begin Data shown
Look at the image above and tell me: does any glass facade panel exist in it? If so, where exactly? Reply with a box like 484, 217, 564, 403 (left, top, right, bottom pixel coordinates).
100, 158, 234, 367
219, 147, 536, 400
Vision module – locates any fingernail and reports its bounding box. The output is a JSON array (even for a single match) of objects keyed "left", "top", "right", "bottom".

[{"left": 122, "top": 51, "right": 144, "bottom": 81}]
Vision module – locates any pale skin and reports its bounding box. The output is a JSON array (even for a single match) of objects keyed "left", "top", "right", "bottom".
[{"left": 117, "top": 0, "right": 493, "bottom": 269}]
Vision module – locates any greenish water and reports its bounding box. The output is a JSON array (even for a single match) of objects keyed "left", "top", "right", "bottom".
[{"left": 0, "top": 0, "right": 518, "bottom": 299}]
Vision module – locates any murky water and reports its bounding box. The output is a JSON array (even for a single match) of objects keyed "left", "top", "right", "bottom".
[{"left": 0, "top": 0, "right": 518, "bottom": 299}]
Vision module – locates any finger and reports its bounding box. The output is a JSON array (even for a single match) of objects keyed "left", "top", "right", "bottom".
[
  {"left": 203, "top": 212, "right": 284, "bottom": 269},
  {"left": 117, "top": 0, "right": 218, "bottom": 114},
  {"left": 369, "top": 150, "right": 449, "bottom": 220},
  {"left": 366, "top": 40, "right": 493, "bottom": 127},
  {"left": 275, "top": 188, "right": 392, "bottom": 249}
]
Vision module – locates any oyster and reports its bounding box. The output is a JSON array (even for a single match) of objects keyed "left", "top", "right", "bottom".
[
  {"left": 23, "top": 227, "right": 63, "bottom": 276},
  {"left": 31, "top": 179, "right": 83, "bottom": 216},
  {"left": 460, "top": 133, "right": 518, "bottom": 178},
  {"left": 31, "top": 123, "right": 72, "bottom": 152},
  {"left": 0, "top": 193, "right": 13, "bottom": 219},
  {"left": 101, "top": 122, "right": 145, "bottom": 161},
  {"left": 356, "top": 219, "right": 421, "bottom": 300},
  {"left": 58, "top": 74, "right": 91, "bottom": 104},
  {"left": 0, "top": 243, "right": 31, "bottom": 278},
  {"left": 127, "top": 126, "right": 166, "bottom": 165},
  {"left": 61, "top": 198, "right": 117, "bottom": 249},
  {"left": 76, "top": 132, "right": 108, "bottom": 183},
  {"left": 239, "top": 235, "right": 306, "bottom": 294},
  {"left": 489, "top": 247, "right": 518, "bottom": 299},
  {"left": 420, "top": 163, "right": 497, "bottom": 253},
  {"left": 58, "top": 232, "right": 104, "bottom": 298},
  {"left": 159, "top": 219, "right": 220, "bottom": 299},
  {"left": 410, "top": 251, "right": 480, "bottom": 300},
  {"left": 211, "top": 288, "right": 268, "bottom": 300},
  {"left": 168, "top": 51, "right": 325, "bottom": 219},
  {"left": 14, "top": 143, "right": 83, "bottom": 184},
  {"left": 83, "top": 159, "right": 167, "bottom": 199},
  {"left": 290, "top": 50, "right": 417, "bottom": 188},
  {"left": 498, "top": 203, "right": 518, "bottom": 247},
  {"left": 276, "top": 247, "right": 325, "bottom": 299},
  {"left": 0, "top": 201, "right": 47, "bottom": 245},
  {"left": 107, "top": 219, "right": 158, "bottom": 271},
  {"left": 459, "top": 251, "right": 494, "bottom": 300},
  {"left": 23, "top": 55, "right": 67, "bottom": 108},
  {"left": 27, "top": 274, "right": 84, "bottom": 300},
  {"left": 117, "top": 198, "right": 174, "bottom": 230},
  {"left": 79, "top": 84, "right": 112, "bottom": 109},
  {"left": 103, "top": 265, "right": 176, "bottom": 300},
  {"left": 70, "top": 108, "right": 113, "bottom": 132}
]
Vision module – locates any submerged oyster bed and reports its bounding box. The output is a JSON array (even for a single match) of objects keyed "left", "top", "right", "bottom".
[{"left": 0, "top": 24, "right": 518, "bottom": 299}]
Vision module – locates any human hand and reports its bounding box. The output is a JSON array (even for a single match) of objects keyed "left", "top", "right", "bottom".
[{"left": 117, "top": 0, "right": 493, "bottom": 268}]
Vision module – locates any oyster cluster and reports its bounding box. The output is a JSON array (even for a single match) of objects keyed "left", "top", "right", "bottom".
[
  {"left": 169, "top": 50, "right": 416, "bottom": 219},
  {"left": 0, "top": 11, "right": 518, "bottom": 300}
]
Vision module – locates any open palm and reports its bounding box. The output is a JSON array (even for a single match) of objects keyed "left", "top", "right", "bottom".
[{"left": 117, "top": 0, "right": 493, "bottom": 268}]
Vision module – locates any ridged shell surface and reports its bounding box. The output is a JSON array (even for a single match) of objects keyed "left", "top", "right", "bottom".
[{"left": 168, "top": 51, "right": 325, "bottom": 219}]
end Data shown
begin Data shown
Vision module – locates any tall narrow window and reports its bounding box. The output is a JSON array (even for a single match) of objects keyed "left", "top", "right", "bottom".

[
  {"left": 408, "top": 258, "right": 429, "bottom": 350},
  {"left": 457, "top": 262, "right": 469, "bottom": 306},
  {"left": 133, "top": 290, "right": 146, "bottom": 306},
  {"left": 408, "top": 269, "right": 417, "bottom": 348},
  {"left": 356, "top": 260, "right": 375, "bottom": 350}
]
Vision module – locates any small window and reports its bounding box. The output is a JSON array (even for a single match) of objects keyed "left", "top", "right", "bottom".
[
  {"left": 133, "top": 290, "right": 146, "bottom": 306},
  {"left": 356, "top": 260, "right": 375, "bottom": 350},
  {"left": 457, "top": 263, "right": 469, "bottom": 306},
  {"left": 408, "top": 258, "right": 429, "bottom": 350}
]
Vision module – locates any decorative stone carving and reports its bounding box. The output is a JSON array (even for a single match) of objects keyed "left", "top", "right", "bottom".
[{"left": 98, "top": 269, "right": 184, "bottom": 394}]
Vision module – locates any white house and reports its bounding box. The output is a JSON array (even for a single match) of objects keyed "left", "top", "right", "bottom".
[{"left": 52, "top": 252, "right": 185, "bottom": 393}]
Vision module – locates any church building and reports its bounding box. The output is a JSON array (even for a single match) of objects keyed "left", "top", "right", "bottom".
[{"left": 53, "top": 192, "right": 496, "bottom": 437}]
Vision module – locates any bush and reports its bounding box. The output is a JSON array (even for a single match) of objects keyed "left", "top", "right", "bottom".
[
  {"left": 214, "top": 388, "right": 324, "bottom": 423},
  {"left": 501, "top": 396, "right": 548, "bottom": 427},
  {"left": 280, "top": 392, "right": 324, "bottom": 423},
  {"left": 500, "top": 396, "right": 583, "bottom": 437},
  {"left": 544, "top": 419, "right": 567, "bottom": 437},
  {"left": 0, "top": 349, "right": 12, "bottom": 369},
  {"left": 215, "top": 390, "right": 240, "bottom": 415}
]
end Data shown
begin Data shown
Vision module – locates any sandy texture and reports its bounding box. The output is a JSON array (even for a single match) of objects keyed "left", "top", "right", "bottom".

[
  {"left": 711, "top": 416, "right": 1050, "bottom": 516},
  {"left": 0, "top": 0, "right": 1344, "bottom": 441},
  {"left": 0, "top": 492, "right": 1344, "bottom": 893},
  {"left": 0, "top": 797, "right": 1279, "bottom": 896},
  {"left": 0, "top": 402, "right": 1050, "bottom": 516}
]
end Data shown
▶ **Task**: From the rows above, pull out every line that contains the word "oyster", and treat uppercase and lowercase as different.

▶ **Complete response**:
Vision module – locates any oyster and reports its bounding box. The output is a JSON array (even for a single match) of objects keyed "left", "top", "right", "bottom".
Vision module – locates any submerged oyster bed and reports its bounding box. The output is a JSON array (even for a single match) of objects keyed "left", "top", "right", "bottom".
Vision module – locates any oyster cluster and reports its bounding box. The output is a JSON array (even for a single match) of objects keyed "left", "top", "right", "bottom".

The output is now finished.